TASKS TO PERFORM:
1 > According to the passage on long covid, for which diseases did covid multiply the risk fivefold in the Taquet study?
2 > Extend the passage on long covid past its final sentence.

READING PASSAGE:
-.-.-

On the other hand, medicine is notoriously bad at measuring persistent, low-level, amorphous-yet-real effects. The Lizardman Constant doesn’t mean prevalences below 4% don’t exist, it means they’re impossible to measure using naive tools.

Comparison to other diseases

The Taquet study did compare covid patients to those with other respiratory diseases (including the flu, not controlling for disease severity or patient age), and found covid to be modestly worse except for myoneural junction and other muscular diseases, where covid 5xed the risk (although it’s still quite low in absolute terms). Dementia risk is also doubled, presumably mostly among the elderly.

Additionally, cognitive impairment following critical illness, and especially following intubation, is a well known phenomenon. This puts the Great British Intelligence Test numbers in perspective- being/needed to be ventilated is quite bad, but it’s always been that bad, there doesn’t appear to be any unique-to-covid badness.

Conclusion

My tentative conclusion is that the risks to me of cognitive, mood, or fatigue side effects lasting >12 weeks from long covid are small relative to risks I was already taking, including the risk of similar long term issues from other common infectious diseases. Being hospitalized would create a risk of noticeable side effects, but is very unlikely post-vaccine (although immunity persistence is a major unresolved concern).

I want to emphasize again that “small relative to risks you were already taking” doesn’t necessarily mean “too small to worry about”. For comparison, Josh Jacobson did a quick survey of the risks of driving and came to roughly the same conclusion: the risks are very small compared to the overall riskiness of life for people in their 30s. Josh isn’t stupid, so he obviously doesn’t mean “car accidents don’t happen” or “car accidents aren’t dangerous when they happen”. What he means is that if you’re 35 with 15 years driving experience and not currently impaired, the marginal returns to improvements are minor.

-.-.-

(Collected data entries)
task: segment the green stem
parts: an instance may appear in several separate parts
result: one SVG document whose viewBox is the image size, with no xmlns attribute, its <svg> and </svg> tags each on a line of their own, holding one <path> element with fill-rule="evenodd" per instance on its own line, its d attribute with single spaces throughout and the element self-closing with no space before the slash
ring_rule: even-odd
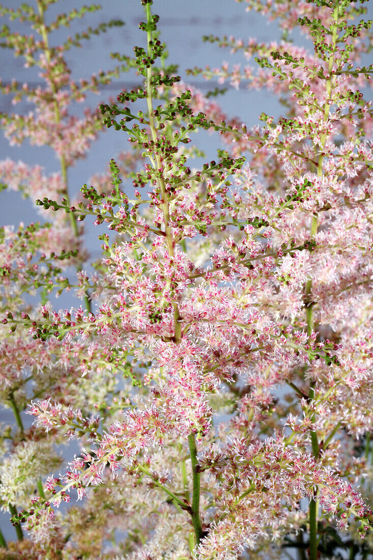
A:
<svg viewBox="0 0 373 560">
<path fill-rule="evenodd" d="M 12 516 L 15 515 L 17 515 L 17 509 L 15 506 L 12 506 L 11 504 L 9 505 L 9 509 L 10 510 Z M 16 533 L 17 533 L 17 538 L 18 540 L 24 540 L 24 532 L 21 528 L 21 525 L 17 525 L 15 526 Z"/>
<path fill-rule="evenodd" d="M 40 498 L 44 498 L 45 499 L 45 494 L 44 494 L 44 489 L 43 487 L 43 484 L 41 484 L 41 479 L 39 478 L 38 480 L 38 490 L 39 491 L 39 495 Z"/>
<path fill-rule="evenodd" d="M 298 548 L 298 557 L 299 560 L 307 560 L 306 558 L 306 551 L 304 549 L 303 542 L 303 533 L 299 533 L 297 535 L 297 543 L 299 545 Z"/>
<path fill-rule="evenodd" d="M 5 538 L 3 535 L 1 529 L 0 528 L 0 548 L 7 548 L 8 545 L 7 544 L 7 542 L 5 540 Z"/>
<path fill-rule="evenodd" d="M 318 560 L 318 507 L 316 501 L 310 500 L 310 559 Z"/>
<path fill-rule="evenodd" d="M 190 433 L 188 436 L 188 442 L 189 444 L 189 450 L 190 451 L 193 480 L 193 493 L 192 500 L 192 522 L 194 529 L 195 540 L 198 545 L 203 538 L 204 534 L 202 530 L 202 526 L 199 517 L 201 475 L 198 470 L 198 460 L 197 459 L 197 446 L 194 433 Z"/>
<path fill-rule="evenodd" d="M 182 500 L 180 499 L 180 498 L 178 498 L 175 494 L 174 494 L 173 492 L 171 492 L 170 490 L 169 490 L 169 489 L 166 488 L 165 486 L 164 486 L 162 484 L 161 484 L 160 482 L 158 482 L 158 480 L 153 478 L 153 477 L 152 476 L 151 473 L 149 470 L 148 470 L 146 467 L 143 466 L 142 465 L 139 465 L 138 468 L 140 470 L 142 471 L 142 472 L 144 474 L 146 474 L 147 476 L 151 478 L 153 484 L 155 484 L 157 488 L 161 488 L 161 489 L 165 492 L 166 494 L 168 494 L 170 497 L 172 498 L 172 499 L 176 503 L 176 504 L 177 504 L 178 506 L 180 506 L 180 507 L 181 508 L 182 510 L 186 510 L 189 511 L 189 506 L 188 505 L 188 504 L 185 503 L 185 502 L 183 502 Z"/>
<path fill-rule="evenodd" d="M 13 410 L 15 418 L 16 419 L 16 422 L 17 422 L 17 425 L 20 428 L 20 431 L 21 433 L 23 433 L 25 431 L 24 428 L 24 424 L 22 422 L 22 418 L 21 418 L 21 414 L 20 414 L 20 410 L 17 406 L 17 403 L 16 402 L 14 398 L 14 395 L 12 393 L 11 393 L 9 395 L 8 398 L 9 402 L 11 403 L 11 406 Z"/>
<path fill-rule="evenodd" d="M 334 436 L 335 435 L 335 434 L 337 433 L 340 427 L 341 427 L 341 422 L 337 422 L 337 423 L 335 424 L 333 430 L 330 432 L 329 436 L 324 442 L 323 447 L 324 449 L 327 449 L 329 442 L 332 441 L 332 440 L 334 437 Z"/>
</svg>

-.-.-

ANSWERS PROVIDED:
1 > Myoneural junction and other muscular diseases.

2 >
And yet. I have a close friend who somehow got in three or four moderate car accidents in < 7 years, giving her maybe-permanent soft tissue damage (to answer the obvious question: no, the accidents weren’t her fault. Sometimes she wasn’t even driving). Statistically, that friend doesn’t exist. No one gets in that many car accidents that quickly without it being their fault. And yet the law of large numbers has to catch up with someone. Too small to measure can be very large.


What this means is not that covid is safe, but that you should think about covid in the context of your overall risk portfolio. Depending on who you are that could include other contagious diseases, driving, drugs-n-alcohol, skydiving, camping, poor diet, insufficient exercise, too much exercise, and breathing outside. If you decide your current risk level is too high, or are suddenly realizing you were too risk-tolerant in the past, reducing covid risk in particular might not be the best bang for your buck. Paying for a personal trainer, higher quality food, or a HEPA filter should be on your radar as much as reducing social contact, although for all I know that will end up being the best choice for you personally. 

Change my mind

My own behavior and plans have changed a lot based on this research, so I’m extremely interested in counterarguments. To make that easy, here’s a non-exhaustive list of things that would change my mind:

  1. Evidence that long covid gets worse over time, rather than slowly improving (note that I did look at data from SARS 1 and failed to find this).
  2. New variants increase the risk to what it was or was feared to be in April 2020
  3. Evidence of more severe vaccine attenuation than we’re currently seeing.
  4. Credible paths through which the risk could drop sharply in the next six months.

Thanks to LessWrong and Redwood Research for funding this research, Connor Flexman and Ray Arnold for comments on drafts, and Rob Bensinger and Lanrian for catching errors post-publication that did not affect my overall conclusion.